Until I got around to the far side from the B&N. There I was confronted with a parking lot, as expected, but beyond that a cruddy, ruinous-looking wall. It was exactly the sort of thing you'd see in my dream world--a modern shopping center nestled right up against abandoned buildings. Only, in my dream world those buildings would be crumbling red-brick factories, and not the distinctly retail-y looking structure I was staring at. From the look of the thing, it seemed like it had once directly abutted the mall--you could see the scars from the demolition, and even the boarded-up doors that would have at one time allowed mallgoers to enter this building. I continued walking and when I could see a different side of this structure, I realized this was none other than the same Montgomery Wards that I had parked by years ago. Except for not being attached to a mall anymore, it looked more or less exactly as it had when I'd seen it the first time. Seeing it now, I could clearly visualize the rest of the old mall--I had found my anchor, in more ways than one, and I knew exactly where I was. I returned to my car and drove around the old Wards store--it was amazingly intact--even the old automotive center was still standing. Except for the old mall side, it looked like they could re-open it tomorrow. I have no idea why this building hasn't been fixed up like the other ones, or torn down to put something else in, but it was cool to be there while it was still up.

## [DATA SHOWN]
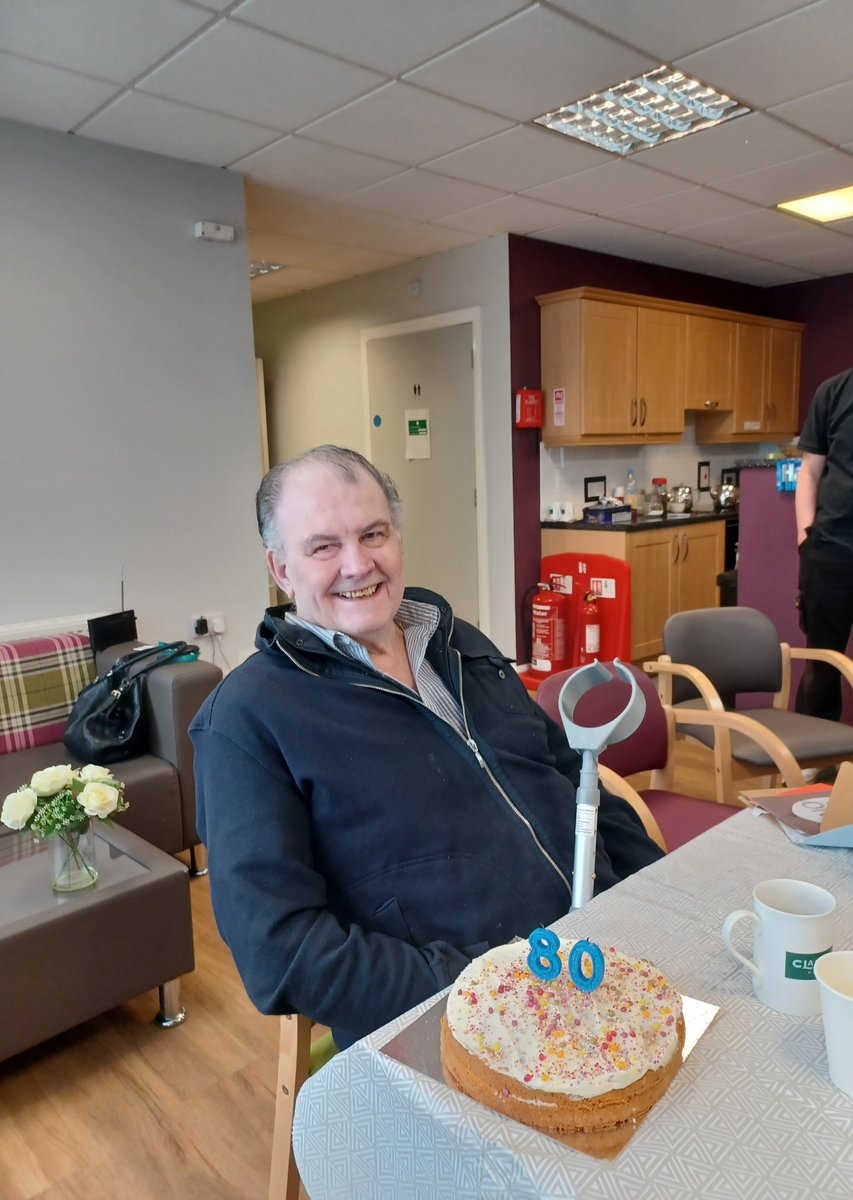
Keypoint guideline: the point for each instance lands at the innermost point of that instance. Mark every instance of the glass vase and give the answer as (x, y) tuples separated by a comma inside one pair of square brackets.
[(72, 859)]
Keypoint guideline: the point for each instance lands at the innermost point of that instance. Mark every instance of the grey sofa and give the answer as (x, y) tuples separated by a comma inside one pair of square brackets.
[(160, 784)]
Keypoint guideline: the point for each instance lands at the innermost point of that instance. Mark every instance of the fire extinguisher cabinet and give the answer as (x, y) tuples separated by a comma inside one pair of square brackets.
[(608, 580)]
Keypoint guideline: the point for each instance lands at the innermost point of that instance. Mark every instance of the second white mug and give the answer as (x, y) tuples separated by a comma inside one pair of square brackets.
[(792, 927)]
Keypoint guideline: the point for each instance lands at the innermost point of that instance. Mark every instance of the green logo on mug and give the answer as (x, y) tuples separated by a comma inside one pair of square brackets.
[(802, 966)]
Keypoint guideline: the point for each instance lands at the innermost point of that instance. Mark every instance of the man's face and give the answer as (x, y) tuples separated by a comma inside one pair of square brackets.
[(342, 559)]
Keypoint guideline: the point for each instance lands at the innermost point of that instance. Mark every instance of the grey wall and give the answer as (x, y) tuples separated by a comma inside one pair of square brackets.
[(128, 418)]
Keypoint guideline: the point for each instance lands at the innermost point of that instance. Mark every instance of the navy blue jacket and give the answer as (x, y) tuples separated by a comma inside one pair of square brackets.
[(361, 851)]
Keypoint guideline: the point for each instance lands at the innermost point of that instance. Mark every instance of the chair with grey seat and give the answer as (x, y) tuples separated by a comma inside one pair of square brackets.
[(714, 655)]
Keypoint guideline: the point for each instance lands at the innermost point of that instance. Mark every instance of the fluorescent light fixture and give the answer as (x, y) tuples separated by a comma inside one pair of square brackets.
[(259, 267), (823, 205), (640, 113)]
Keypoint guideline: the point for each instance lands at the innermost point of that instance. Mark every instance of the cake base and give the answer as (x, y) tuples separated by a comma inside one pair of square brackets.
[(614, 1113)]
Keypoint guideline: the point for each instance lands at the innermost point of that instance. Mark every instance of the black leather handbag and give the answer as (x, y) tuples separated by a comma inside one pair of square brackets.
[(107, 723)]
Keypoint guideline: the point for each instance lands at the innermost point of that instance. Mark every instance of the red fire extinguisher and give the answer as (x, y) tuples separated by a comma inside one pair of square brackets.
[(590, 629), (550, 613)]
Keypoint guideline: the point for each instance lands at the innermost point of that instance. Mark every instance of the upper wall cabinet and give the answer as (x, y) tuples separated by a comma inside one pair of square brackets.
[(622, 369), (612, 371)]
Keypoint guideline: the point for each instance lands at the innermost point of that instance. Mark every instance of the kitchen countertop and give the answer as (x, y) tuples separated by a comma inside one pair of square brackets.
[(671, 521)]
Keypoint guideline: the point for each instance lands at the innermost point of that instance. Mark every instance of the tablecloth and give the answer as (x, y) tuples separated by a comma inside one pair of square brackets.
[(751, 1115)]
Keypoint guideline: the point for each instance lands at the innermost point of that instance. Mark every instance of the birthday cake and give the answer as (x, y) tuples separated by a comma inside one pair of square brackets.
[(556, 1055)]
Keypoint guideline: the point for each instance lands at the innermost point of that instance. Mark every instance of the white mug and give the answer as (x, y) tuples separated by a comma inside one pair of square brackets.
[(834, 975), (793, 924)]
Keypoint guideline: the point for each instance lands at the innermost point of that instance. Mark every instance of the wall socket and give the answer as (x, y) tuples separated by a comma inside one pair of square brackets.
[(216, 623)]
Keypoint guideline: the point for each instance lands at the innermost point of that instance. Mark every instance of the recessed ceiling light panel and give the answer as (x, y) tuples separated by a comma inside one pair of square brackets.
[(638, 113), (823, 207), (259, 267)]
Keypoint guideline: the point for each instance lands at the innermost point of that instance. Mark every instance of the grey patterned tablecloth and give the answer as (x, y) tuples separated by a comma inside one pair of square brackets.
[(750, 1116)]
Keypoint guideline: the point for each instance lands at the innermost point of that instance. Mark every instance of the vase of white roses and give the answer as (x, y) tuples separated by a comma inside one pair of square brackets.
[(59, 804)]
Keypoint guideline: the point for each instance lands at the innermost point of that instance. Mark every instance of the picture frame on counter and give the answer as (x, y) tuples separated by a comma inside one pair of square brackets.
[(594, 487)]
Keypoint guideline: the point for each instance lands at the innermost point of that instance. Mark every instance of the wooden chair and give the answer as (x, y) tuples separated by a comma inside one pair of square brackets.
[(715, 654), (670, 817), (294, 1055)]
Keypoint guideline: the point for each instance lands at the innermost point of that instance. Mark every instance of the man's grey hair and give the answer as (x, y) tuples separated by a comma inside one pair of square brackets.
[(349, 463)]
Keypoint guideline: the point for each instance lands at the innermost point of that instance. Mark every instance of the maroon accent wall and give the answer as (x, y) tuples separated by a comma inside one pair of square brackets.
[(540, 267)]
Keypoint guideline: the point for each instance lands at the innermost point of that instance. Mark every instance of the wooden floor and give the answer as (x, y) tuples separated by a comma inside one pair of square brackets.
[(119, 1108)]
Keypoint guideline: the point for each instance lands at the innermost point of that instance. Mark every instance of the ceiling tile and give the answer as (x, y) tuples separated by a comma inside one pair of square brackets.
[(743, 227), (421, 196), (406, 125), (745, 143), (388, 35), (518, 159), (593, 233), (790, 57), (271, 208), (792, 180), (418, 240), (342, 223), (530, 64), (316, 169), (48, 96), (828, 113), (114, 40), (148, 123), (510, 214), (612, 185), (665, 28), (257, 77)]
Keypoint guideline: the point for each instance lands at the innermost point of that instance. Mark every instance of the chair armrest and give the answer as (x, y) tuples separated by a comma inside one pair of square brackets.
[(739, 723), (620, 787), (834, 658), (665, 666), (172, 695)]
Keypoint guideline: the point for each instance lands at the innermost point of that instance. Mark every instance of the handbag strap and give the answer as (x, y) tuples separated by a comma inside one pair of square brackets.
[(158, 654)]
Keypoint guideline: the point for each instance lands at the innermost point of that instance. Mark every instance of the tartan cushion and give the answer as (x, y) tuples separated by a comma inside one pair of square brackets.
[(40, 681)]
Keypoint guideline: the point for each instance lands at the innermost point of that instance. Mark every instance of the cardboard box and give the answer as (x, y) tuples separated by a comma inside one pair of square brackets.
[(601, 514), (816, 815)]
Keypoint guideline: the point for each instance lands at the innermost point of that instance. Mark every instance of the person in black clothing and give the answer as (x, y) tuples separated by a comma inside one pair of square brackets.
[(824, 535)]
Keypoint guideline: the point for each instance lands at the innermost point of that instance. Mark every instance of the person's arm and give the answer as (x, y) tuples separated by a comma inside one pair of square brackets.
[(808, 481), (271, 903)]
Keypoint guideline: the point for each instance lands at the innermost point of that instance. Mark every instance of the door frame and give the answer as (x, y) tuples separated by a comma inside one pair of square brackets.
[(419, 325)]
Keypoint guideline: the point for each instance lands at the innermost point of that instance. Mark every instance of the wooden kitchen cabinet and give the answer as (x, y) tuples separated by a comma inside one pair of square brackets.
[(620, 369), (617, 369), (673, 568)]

## [JOB]
In the passage about the old mall, which store does the ruinous-looking structure turn out to be? You won't need the rows for this.

## [RESPONSE TO THIS EXERCISE]
The same Montgomery Wards the writer had parked by years earlier.